== Completa lo siguiente ==
1: ¿Qué nombres propios aparecen en el texto sobre la perrita Pigles? Enuméralos todos.
2: Prosigue el texto sobre la perrita Pigles a partir de su última oración.
:: Texto extraído ::
A mí ningún médico me ha salido con que I’m running out of time y que si quiero otro hijo le apure. No. Tampoco tengo un marido, una suegra o una madre que mestén dando lata con lo mismo. Ni yo misma me acoso con la idea de ser mamá otra vez. Por el contrario, desde que nació Juanantonio tuve muy claro que con él me quedaba. No he tomado medidas drásticas para cerrar la fábrica, pero es sólo por pánico escénico (a un quirófano no vuelvo y menos por cuenta propia).
No soy Herodes, por el contrario, los retoños me dan una ternura bárbara. Sé que me voy a volver loca cuando el bebé de mi mejor amiga nazca. Pero como no ha nacido y no hay bebés a mi alrededor me he descubierto ofreciendo mi voz más absurda y tierna y mis cariños más cálidos a un ser de tres meses que babea, da lata y hace gracias al mismo tiempo (como todo bebé) pero que está lleno de pelos. Se llama Pigles (por el momento, la semana pasada era Max). Es nieta de una chihuahueña y de un french. Es hija de una casichihuahua casifrench de lo más raro y de un maltés. No hay palabras que la describan correctamente. Es güerita pero las puntas de su pelo son negras. Una monada.
:::
:: Fragmentos de datos ::
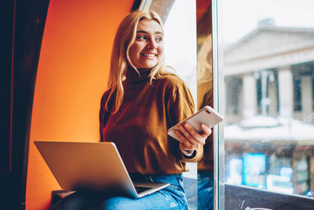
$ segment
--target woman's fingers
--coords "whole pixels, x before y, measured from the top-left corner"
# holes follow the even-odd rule
[[[190,124],[185,122],[178,127],[176,134],[181,141],[183,149],[195,149],[205,144],[207,137],[211,134],[211,129],[206,125],[201,125],[202,132],[199,133]]]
:::
== Respuestas ==
1:
- Juanantonio
- Herodes
- Pigles
- Max

2:
Juanantonio la trae de aquí para allá y tanto me negué a su existencia que sobrevino la justicia poética: me enamoré de ella. Es tan linda. Me ve y brinca de gusto, por la mañana me trae su plato para pedir su comida. Rasca la puerta cuando me voy a bañar. Me gusta, me gusta su compañía y detesto cuando mi hijo se la lleva a casa de sus abuelos. Como si no fuera suficiente estar ya sin él.
Ayer, mientras le decía hasta mañana Pigles, comprendí que quizás en ella se depositen mis últimos instintos maternales. ¿Me entristece eso? No lo sé exactamente, pero sí sé que en la próxima quincena al hijo le compro tenis nuevos y a Pigles un plato para sus croquetas.